- [Activity]:
Across all the lines of the following material, count those that include the word "instance" and give only the result.

════

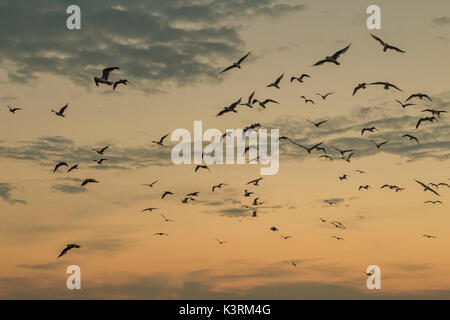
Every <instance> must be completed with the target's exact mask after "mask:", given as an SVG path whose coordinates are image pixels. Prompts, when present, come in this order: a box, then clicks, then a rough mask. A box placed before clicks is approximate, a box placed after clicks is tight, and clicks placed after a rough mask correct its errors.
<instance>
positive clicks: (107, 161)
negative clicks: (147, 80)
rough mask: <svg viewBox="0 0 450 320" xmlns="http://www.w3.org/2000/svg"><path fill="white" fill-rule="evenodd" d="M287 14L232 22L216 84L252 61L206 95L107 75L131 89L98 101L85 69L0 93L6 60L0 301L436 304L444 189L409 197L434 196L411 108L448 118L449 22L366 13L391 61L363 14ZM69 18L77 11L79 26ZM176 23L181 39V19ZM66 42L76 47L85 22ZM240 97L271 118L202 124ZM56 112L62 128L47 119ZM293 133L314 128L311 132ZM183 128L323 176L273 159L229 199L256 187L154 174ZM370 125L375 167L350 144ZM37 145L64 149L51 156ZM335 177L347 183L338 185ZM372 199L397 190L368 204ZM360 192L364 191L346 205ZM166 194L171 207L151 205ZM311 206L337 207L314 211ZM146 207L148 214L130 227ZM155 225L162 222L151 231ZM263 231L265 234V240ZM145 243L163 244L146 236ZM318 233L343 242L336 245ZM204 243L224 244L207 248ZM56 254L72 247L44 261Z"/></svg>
mask: <svg viewBox="0 0 450 320" xmlns="http://www.w3.org/2000/svg"><path fill="white" fill-rule="evenodd" d="M298 4H304V5H305V9H302V10H292V12H290V13H289V12H286V13H280V14H279V15H277V16H276V17H270V14H269V15H267V14H253V15H249V16H248V17H240V18H239V20H238V25H239V27H237V26H233V28H237V30H238V35H239V37H240V41H241V43H238V44H237V46H238V47H240V50H239V51H238V53H237V54H236V55H235V54H230V55H229V56H228V57H226V58H225V57H222V58H218V59H216V60H214V57H211V59H212V60H214V64H213V65H214V66H215V67H216V68H217V70H221V68H223V67H224V66H226V65H227V64H228V63H230V62H231V61H234V60H236V59H238V58H239V56H241V54H245V53H246V52H248V51H251V52H252V54H251V55H250V57H249V58H248V60H246V61H245V62H244V63H243V66H242V69H241V70H232V71H230V72H229V73H225V74H224V75H222V76H219V77H218V78H217V79H207V80H202V81H186V82H185V83H182V84H176V79H164V80H161V81H159V82H156V81H155V82H152V83H151V85H152V86H154V87H152V88H145V87H144V86H145V85H148V84H146V83H145V82H142V79H141V78H139V76H138V73H136V75H135V77H136V79H134V78H133V74H132V75H130V74H129V73H132V71H131V70H130V71H129V73H127V70H126V69H124V68H121V70H119V71H114V72H113V73H112V76H114V77H115V79H116V78H117V79H118V78H124V77H126V78H128V79H129V80H130V82H131V83H130V85H128V86H127V87H125V86H122V87H119V90H117V91H116V92H114V93H111V92H112V91H111V88H110V87H106V86H100V87H99V88H97V87H95V85H94V83H93V81H92V77H93V76H98V75H99V74H100V71H98V72H97V73H98V74H97V73H94V74H86V79H85V83H82V82H80V81H79V79H73V78H71V75H70V74H63V75H57V74H55V73H52V72H43V71H41V70H36V74H35V75H36V76H37V78H36V80H32V81H31V82H28V83H18V82H15V81H13V80H12V79H11V77H10V74H11V72H14V71H16V70H17V69H18V68H19V67H20V66H19V65H18V64H17V61H13V59H12V58H11V57H10V58H8V57H2V59H1V60H0V62H1V66H2V67H1V68H0V85H1V94H0V99H1V101H2V104H3V105H7V104H8V105H11V106H18V107H21V108H23V110H20V111H18V112H17V113H16V114H14V115H13V114H11V113H9V112H8V110H7V109H6V108H4V110H3V111H2V116H1V117H0V163H1V179H0V186H1V183H3V184H5V185H7V186H9V188H10V189H8V190H9V191H3V190H4V189H2V188H0V191H1V192H2V193H1V198H0V217H1V220H2V224H1V227H0V230H1V232H0V251H1V252H2V255H3V256H4V257H6V258H5V259H2V260H1V261H0V270H1V275H0V298H2V299H12V298H19V299H24V298H39V299H46V298H58V299H59V298H63V299H72V298H74V299H79V298H100V299H102V298H134V299H164V298H169V299H171V298H181V299H198V298H238V299H239V298H256V299H258V298H267V299H316V298H344V299H345V298H349V299H352V298H373V297H383V298H414V297H425V298H446V299H448V298H449V297H450V294H449V292H450V291H449V290H450V277H449V276H448V270H449V269H450V268H449V267H450V255H449V254H448V250H447V249H448V247H449V245H450V238H449V236H448V229H449V226H450V218H449V216H448V211H449V206H448V202H447V199H448V197H449V196H450V189H448V188H446V187H440V188H439V189H438V191H439V193H440V194H441V197H440V198H439V199H440V200H441V201H442V202H443V204H442V205H430V204H424V201H426V200H437V199H438V198H437V197H436V196H434V195H432V194H431V193H430V192H423V189H421V187H420V186H419V185H418V184H416V183H415V182H414V179H418V180H421V181H424V182H426V183H429V182H435V183H436V182H447V183H449V182H450V181H449V175H448V174H449V171H448V169H449V162H448V159H449V149H448V147H449V145H450V142H449V140H448V139H449V135H448V132H449V128H450V125H449V121H448V116H446V115H442V118H441V119H439V121H438V122H437V123H435V124H424V125H423V126H422V127H420V128H419V129H417V130H416V129H415V128H414V126H415V123H416V121H417V119H418V118H419V117H421V116H424V113H422V112H420V111H421V110H423V109H425V108H428V107H430V108H436V109H440V110H448V106H449V105H450V91H449V90H448V88H449V81H448V72H449V66H450V65H449V63H448V59H447V57H448V55H449V53H450V50H449V49H450V46H449V38H448V34H449V33H448V31H449V26H450V24H449V23H448V20H447V23H445V22H444V23H436V22H433V21H435V19H438V18H442V17H443V16H444V17H445V14H444V11H445V9H448V4H447V3H446V2H445V1H436V2H435V3H433V6H429V5H427V3H426V2H423V1H395V2H392V1H389V2H387V1H381V2H380V6H381V8H382V30H379V31H374V33H376V34H377V35H379V36H380V37H382V38H383V39H386V40H387V41H389V42H392V43H393V44H395V45H398V46H399V47H401V48H403V49H405V50H406V53H405V54H399V53H393V52H388V53H383V52H382V48H381V46H380V45H379V44H377V43H376V42H375V41H374V40H373V39H371V38H370V35H369V30H367V28H366V26H365V18H366V16H367V15H366V14H365V9H366V8H367V6H368V5H369V4H371V3H370V2H368V1H344V2H342V4H341V3H340V4H339V5H338V4H337V2H331V3H329V2H325V1H305V2H298ZM81 7H82V12H83V10H85V11H88V10H89V8H88V7H83V6H81ZM37 14H38V13H37ZM447 19H448V17H447ZM439 21H441V20H439ZM442 21H446V20H445V19H444V20H442ZM105 23H106V22H105ZM192 23H194V22H192ZM196 23H197V21H196ZM205 23H206V22H205ZM179 24H180V25H181V26H185V28H190V27H191V25H190V22H189V21H183V20H182V19H181V20H180V21H179ZM63 27H65V26H64V25H62V26H61V28H63ZM71 32H72V31H71ZM73 32H79V33H81V34H82V33H83V32H90V30H89V24H88V23H87V22H86V30H85V29H83V27H82V30H80V31H73ZM112 34H113V33H112ZM69 36H70V37H77V34H73V33H70V34H69V33H68V37H69ZM80 39H81V36H80ZM80 41H81V40H80ZM83 41H84V40H83ZM180 41H181V40H180ZM80 43H81V42H80ZM348 43H352V45H351V47H350V49H349V51H348V52H347V53H345V54H344V55H342V56H341V58H340V61H341V63H342V65H341V66H334V65H324V66H320V67H311V64H313V63H314V62H316V61H317V60H318V59H321V58H323V57H324V56H326V55H329V54H332V53H333V52H335V51H336V50H338V49H340V48H343V47H344V46H346V45H347V44H348ZM4 46H5V49H9V47H8V46H7V45H4ZM54 50H55V52H58V47H57V46H56V47H55V48H54ZM127 58H131V59H132V57H127ZM120 59H124V58H123V57H117V61H119V62H118V63H117V65H120V61H122V60H120ZM124 61H125V60H124ZM89 63H91V62H90V61H89ZM92 65H95V64H94V63H92ZM95 66H96V67H97V68H98V70H101V69H102V68H103V67H105V66H103V65H95ZM133 72H134V71H133ZM303 72H304V73H308V74H310V75H311V79H306V80H305V83H303V84H299V83H290V82H289V81H288V79H289V78H290V76H291V75H298V74H301V73H303ZM281 73H285V78H284V80H283V81H282V83H281V89H280V90H276V89H273V88H266V87H265V86H266V85H267V84H268V83H270V82H271V81H273V80H274V79H275V78H276V77H278V76H279V75H280V74H281ZM362 81H367V82H372V81H390V82H393V83H395V84H397V85H398V86H399V87H400V88H402V89H403V90H404V91H405V92H404V93H401V92H394V91H392V90H390V91H384V90H383V89H382V88H377V87H370V88H368V89H366V90H363V91H361V92H358V94H357V95H356V96H355V97H352V95H351V93H352V91H353V88H354V87H355V85H357V84H358V83H360V82H362ZM150 89H154V90H158V91H153V90H152V91H148V90H150ZM253 90H256V96H257V97H258V98H265V97H270V98H273V99H275V100H277V101H279V102H280V104H279V105H273V106H269V107H268V108H267V109H261V108H259V107H255V108H254V109H246V107H239V112H238V113H237V114H226V115H224V116H223V117H219V118H215V117H214V115H215V114H216V113H217V112H218V111H219V110H220V109H221V108H222V107H224V106H226V105H229V104H230V103H232V102H233V101H235V100H236V99H238V98H239V97H243V99H244V100H246V98H247V96H248V95H249V94H250V93H251V92H252V91H253ZM326 91H328V92H331V91H335V92H336V93H335V94H333V95H331V96H330V97H329V98H328V101H327V102H324V101H321V99H320V97H318V96H317V95H316V93H317V92H326ZM418 91H422V92H425V93H428V94H429V95H430V96H431V97H432V98H433V102H424V101H419V100H417V101H415V103H417V105H416V106H412V107H408V109H406V110H403V109H402V108H401V107H400V106H399V105H398V104H397V103H396V102H395V99H399V100H402V101H404V100H405V99H406V98H407V97H408V96H409V94H411V93H415V92H418ZM301 95H305V96H307V97H312V98H313V99H314V100H315V101H316V105H315V106H311V105H305V104H304V103H303V102H302V101H301V100H300V99H299V97H300V96H301ZM319 99H320V100H319ZM67 102H68V103H69V108H68V110H67V116H66V118H58V117H56V116H55V115H54V114H53V113H51V112H50V109H52V108H56V107H57V106H62V105H64V104H65V103H67ZM306 119H310V120H317V121H318V120H322V119H327V120H328V123H327V124H326V125H324V127H323V128H322V127H321V128H320V129H316V128H314V127H312V126H311V125H310V124H309V123H308V122H306ZM194 120H202V121H203V128H204V130H206V129H207V128H218V129H220V130H225V129H226V128H243V127H245V126H247V125H249V124H250V123H253V122H261V123H263V124H264V125H265V126H266V127H268V128H279V129H280V135H288V136H290V137H291V138H293V139H294V140H295V141H298V142H300V143H304V144H306V145H308V146H310V145H312V144H314V143H316V142H320V141H323V140H325V143H324V145H325V147H326V149H327V150H328V151H329V152H330V154H332V155H333V157H335V158H336V160H335V161H333V162H327V161H326V160H324V159H319V155H320V153H318V152H313V154H312V155H308V154H307V153H306V152H305V151H304V150H302V149H299V148H295V147H292V146H288V145H285V144H282V146H281V151H280V170H279V172H278V173H277V174H276V175H273V176H264V179H263V180H262V182H261V185H260V186H259V187H252V186H247V185H246V183H247V182H248V181H250V180H252V179H254V178H257V177H259V176H260V172H259V167H258V166H254V165H212V166H210V168H211V172H208V171H202V170H200V171H199V172H197V173H194V168H195V166H194V165H180V166H175V165H172V164H171V162H170V150H171V146H172V145H173V143H171V142H170V141H169V139H168V140H167V141H166V142H167V146H166V147H163V148H160V147H158V146H156V145H153V144H151V141H152V140H157V139H159V137H161V136H162V135H164V134H166V133H171V132H172V131H173V130H174V129H176V128H186V129H188V130H189V131H191V132H192V131H193V121H194ZM371 121H374V123H375V126H377V127H378V128H379V129H380V132H377V133H375V134H370V135H372V136H371V137H370V138H373V139H375V140H376V141H382V140H383V139H389V140H391V139H392V137H395V138H394V141H392V142H391V144H390V145H389V144H388V145H386V148H385V151H379V152H376V153H375V152H374V150H372V148H371V147H373V148H375V147H374V146H371V145H370V142H368V144H367V145H365V144H364V143H366V142H364V141H366V140H367V138H369V136H367V138H366V137H363V138H361V135H360V130H361V128H362V127H361V126H362V125H364V124H366V123H370V122H371ZM405 133H412V134H414V135H417V136H418V137H419V139H420V140H421V144H420V145H419V146H415V145H413V142H410V141H408V140H402V139H401V138H399V137H400V136H401V135H402V134H405ZM52 137H53V138H52ZM54 137H61V138H59V139H63V140H61V141H62V142H61V143H57V142H55V141H56V140H55V138H54ZM45 139H47V140H45ZM52 139H53V140H52ZM355 139H366V140H355ZM350 143H351V145H350ZM104 145H111V147H110V149H109V150H107V151H106V152H105V158H110V160H109V161H107V162H106V163H105V164H104V165H103V166H104V167H103V170H102V169H99V168H98V167H96V166H94V165H93V164H92V163H93V162H90V161H91V159H90V158H89V157H92V160H93V159H96V158H97V156H96V154H95V152H93V151H91V148H99V147H101V146H104ZM411 145H413V146H411ZM332 146H339V147H341V148H345V147H351V148H355V150H356V151H355V158H354V159H352V162H351V163H346V162H345V161H342V160H339V159H338V157H337V154H335V153H333V151H332ZM359 146H360V148H358V147H359ZM41 148H42V149H41ZM414 148H415V149H414ZM161 150H162V151H161ZM89 152H91V153H89ZM31 156H33V157H32V159H29V157H31ZM86 158H88V160H86ZM62 160H66V161H68V162H70V164H74V163H75V161H80V162H81V163H82V164H81V165H80V169H79V170H77V171H74V172H73V173H70V174H66V173H65V170H61V171H58V172H57V173H54V174H53V173H52V170H53V166H54V165H55V164H56V163H57V162H58V161H62ZM356 169H361V170H364V171H366V172H367V173H366V174H358V173H357V172H355V170H356ZM344 173H346V174H348V175H349V176H350V177H349V179H348V180H347V181H339V179H338V177H339V176H341V175H342V174H344ZM87 177H91V178H96V179H98V180H99V181H100V183H99V184H92V185H89V186H88V187H87V188H86V189H87V191H83V190H80V188H78V186H79V182H80V181H81V180H83V179H84V178H87ZM69 178H73V180H71V179H69ZM154 180H159V181H158V183H157V184H156V185H155V187H154V188H152V189H149V188H147V187H145V186H142V185H141V184H143V183H151V182H152V181H154ZM220 182H223V183H226V184H227V186H225V187H223V188H222V189H219V190H216V191H215V192H214V193H212V192H211V187H212V186H213V185H215V184H218V183H220ZM385 183H387V184H397V185H399V186H401V187H404V188H405V190H404V191H401V192H398V193H396V192H394V191H393V190H386V189H383V190H381V189H380V186H382V185H383V184H385ZM365 184H369V185H371V186H372V189H371V190H369V191H365V190H363V191H358V187H359V186H360V185H365ZM245 189H250V190H251V191H254V192H255V196H257V197H259V198H260V200H261V201H265V202H267V203H266V204H264V205H262V206H261V209H260V213H259V217H257V218H252V217H251V211H249V210H245V209H243V208H242V206H243V205H250V204H251V202H252V201H253V199H254V197H250V198H245V197H243V193H244V190H245ZM166 190H170V191H172V192H173V193H174V194H175V195H174V196H169V197H168V198H167V199H164V200H161V199H160V197H161V194H162V193H163V192H164V191H166ZM193 191H199V192H200V196H199V199H198V200H197V201H196V202H194V203H188V204H182V203H181V202H180V199H182V197H183V196H184V195H185V194H187V193H189V192H193ZM325 199H342V200H339V201H338V204H337V205H335V206H329V205H327V204H326V203H325V202H324V201H323V200H325ZM17 200H23V201H26V204H23V203H20V202H17ZM147 207H157V208H159V209H158V210H156V211H154V212H152V213H145V214H143V213H141V212H140V211H141V210H142V209H144V208H147ZM161 214H164V215H165V216H167V217H168V218H171V219H173V220H175V222H173V223H171V222H164V220H163V218H162V217H161V216H160V215H161ZM320 217H322V218H324V219H327V222H326V223H322V222H321V221H320V220H319V218H320ZM332 220H338V221H341V222H342V223H343V224H344V225H345V226H346V229H345V230H338V229H336V228H335V227H334V226H333V225H331V224H330V223H328V222H329V221H332ZM271 226H277V227H278V229H279V230H280V231H279V232H275V233H274V232H272V231H270V230H269V228H270V227H271ZM155 232H166V233H168V234H169V236H168V237H155V236H152V234H153V233H155ZM422 234H432V235H435V236H437V239H426V238H424V237H422V236H421V235H422ZM280 235H290V236H292V239H288V240H283V239H282V238H281V237H280ZM333 235H338V236H341V237H343V238H345V240H344V241H336V240H334V239H333V238H332V237H331V236H333ZM215 238H219V239H221V240H226V241H227V243H225V244H223V245H222V246H219V245H218V243H217V242H216V241H215ZM66 243H78V244H80V245H81V246H82V248H81V249H73V250H72V251H70V252H69V253H68V254H67V255H66V256H64V257H62V258H60V259H56V257H57V255H58V254H59V252H60V251H61V249H62V248H63V247H64V245H65V244H66ZM290 261H296V263H297V267H295V268H294V267H293V266H292V265H291V264H290ZM71 264H76V265H79V266H80V267H81V272H82V289H81V290H80V291H78V292H75V291H69V290H67V289H66V287H65V279H66V277H67V275H66V274H65V269H66V268H67V266H69V265H71ZM372 264H375V265H378V266H380V268H381V272H382V280H381V285H382V289H381V290H379V291H377V292H373V291H370V290H368V289H367V288H366V286H365V284H366V278H367V277H366V276H365V275H364V274H363V271H364V270H365V269H366V267H367V266H369V265H372Z"/></svg>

════

- [Problem solution]:
2